Exercise prompt: For this exercise, restate the records word for word.

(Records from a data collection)
[Start of section]
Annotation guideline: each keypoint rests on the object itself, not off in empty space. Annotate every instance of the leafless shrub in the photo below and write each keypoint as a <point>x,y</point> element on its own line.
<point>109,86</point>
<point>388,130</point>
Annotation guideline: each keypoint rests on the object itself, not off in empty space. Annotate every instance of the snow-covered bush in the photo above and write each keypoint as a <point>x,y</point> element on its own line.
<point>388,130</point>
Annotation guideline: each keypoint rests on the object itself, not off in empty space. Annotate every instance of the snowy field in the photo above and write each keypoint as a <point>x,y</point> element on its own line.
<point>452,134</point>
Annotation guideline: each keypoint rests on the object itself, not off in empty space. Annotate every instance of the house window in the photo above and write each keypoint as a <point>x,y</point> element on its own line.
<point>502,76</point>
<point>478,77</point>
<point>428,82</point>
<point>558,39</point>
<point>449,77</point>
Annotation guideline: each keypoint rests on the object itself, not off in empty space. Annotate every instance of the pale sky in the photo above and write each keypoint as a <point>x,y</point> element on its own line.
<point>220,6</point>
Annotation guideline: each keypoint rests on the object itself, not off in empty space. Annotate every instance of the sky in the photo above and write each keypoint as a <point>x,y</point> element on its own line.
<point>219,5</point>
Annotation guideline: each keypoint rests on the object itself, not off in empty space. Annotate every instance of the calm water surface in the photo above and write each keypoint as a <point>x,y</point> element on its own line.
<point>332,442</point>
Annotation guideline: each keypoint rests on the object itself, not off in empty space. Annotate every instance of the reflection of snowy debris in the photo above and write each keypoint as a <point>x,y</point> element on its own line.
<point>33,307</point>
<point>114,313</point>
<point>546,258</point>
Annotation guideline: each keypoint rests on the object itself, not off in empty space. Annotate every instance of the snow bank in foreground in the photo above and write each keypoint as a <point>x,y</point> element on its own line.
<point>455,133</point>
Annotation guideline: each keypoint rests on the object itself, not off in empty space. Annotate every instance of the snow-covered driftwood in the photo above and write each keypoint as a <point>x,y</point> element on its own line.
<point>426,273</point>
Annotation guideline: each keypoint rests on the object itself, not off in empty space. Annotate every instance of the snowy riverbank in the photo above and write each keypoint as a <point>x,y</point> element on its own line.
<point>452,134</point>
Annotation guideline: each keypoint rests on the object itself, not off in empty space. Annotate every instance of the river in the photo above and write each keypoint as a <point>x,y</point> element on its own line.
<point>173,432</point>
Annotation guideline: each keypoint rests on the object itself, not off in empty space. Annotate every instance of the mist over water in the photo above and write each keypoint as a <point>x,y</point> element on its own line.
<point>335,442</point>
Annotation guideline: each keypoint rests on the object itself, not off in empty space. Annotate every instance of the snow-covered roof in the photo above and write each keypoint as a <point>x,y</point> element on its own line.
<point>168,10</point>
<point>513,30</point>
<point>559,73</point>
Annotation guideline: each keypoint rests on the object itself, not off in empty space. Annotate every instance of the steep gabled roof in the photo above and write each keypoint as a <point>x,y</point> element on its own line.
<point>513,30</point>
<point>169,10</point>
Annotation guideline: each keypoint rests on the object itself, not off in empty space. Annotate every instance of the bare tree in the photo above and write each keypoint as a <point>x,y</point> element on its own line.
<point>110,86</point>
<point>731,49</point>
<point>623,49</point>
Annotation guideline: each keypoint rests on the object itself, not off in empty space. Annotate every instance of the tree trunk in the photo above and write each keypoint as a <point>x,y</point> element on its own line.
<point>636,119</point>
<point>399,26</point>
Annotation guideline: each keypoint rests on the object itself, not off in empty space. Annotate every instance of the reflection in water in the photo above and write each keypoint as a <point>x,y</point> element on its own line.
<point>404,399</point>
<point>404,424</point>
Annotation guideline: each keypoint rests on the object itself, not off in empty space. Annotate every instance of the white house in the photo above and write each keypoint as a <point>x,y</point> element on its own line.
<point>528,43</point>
[End of section]
Final answer:
Annotation guideline: each keypoint rests on the object itself, not off in empty space. Annotate every instance of the leafless shrub in the photo below and write each keypoint as a <point>x,y</point> element on its own line.
<point>109,86</point>
<point>388,130</point>
Annotation guideline: each keypoint rests on the object itself, not off in empty space. Annotate every instance of the snow-covered bush in the photo above and write each keypoint as a <point>x,y</point> element on its own line.
<point>388,130</point>
Annotation guideline: each keypoint rests on the object itself, not off in empty space. Annotate every instance of the snowy field in the photo above and write each keypoint as a <point>x,y</point> element on its own line.
<point>452,134</point>
Annotation guideline: each keypoint rests on the object itself, not off in empty space. Annotate every instance of the house window in the photo above and write each keypoint as a <point>x,y</point> element on its own line.
<point>502,76</point>
<point>478,77</point>
<point>428,82</point>
<point>558,39</point>
<point>449,77</point>
Annotation guideline: each keypoint rests on the object itself, not off in empty space. Annotate every instance of the pale sky in the photo above and write each keypoint as a <point>x,y</point> element on its own line.
<point>220,6</point>
Annotation guideline: each keypoint rests on the object itself, not off in empty space. Annotate every instance of the sky in the photo above and write each keypoint as a <point>x,y</point> element on its own line.
<point>219,5</point>
Annotation guideline: each keypoint rests on the object itself, not off in empty space. Annotate every instance of the calm water surface in the photo above and write each keypoint as a <point>x,y</point> element on its own line.
<point>332,442</point>
Annotation guideline: each keypoint rests on the object itself, not off in empty space. Annotate every instance of the reflection of snowy debris in the photo above and write each keypoint as a <point>x,y</point> element on its own line.
<point>33,307</point>
<point>114,313</point>
<point>546,258</point>
Annotation guideline: each keypoint rests on the object itself, not off in empty space. Annotate every instance of the snow bank in foreground in the photo above and write each keypoint as a <point>x,y</point> element on its own line.
<point>455,133</point>
Annotation guideline: each keypoint rests on the object itself, not off in empty space. Annotate every instance of the snow-covered driftwood in the photo above and write each keypoint as a <point>x,y</point> element on its own line.
<point>426,273</point>
Annotation guideline: each keypoint rests on the object itself, not off in empty space. Annotate every instance of the snowy riverbank in the photo above and write each keypoint as a <point>x,y</point> element on its own line.
<point>452,134</point>
Annotation guideline: each keypoint rests on the object itself, not off in empty space. Annotate every instance of the river in the photo above and write each keypoint as a <point>x,y</point> element on its own line.
<point>173,432</point>
Annotation guideline: each keypoint rests on the object itself, not off in empty space. Annotate every instance of the mist over water in the photo above and write each keypoint as a <point>x,y</point> element on its own line.
<point>335,442</point>
Annotation guideline: each keypoint rests on the object itself, not off in empty space. Annotate every instance of the snow-covered roof in the photo above and write each keypoint as a <point>x,y</point> element on its own line.
<point>168,10</point>
<point>513,30</point>
<point>559,73</point>
Annotation guideline: each keypoint rests on the object itself, not off in empty space. Annotate every instance of the steep gabled roof in the photo above and write each keypoint as a <point>x,y</point> element on its own line.
<point>513,30</point>
<point>169,10</point>
Annotation guideline: each keypoint rests on the object itself, not off in empty space. Annotate every instance of the bare tree in the photo above and write each keypoint as a <point>x,y</point> element on its own line.
<point>110,86</point>
<point>731,49</point>
<point>623,49</point>
Annotation guideline: each keypoint rests on the object itself, not off in empty space. Annotate every instance of the tree trunk in the photo above and write each keypoint as a <point>x,y</point> element on its own line.
<point>636,119</point>
<point>399,26</point>
Annotation guideline: each keypoint rests on the object itself, not off in empty space. Annotate every instance of the reflection in water in the photo above and write each keypoint as a <point>x,y</point> element on its own line.
<point>404,399</point>
<point>404,424</point>
Annotation guideline: each keypoint rests on the object itself, not off in empty space. Annotate every instance of the white house in the photo above and write each keypoint as a <point>x,y</point> element on its own line.
<point>528,43</point>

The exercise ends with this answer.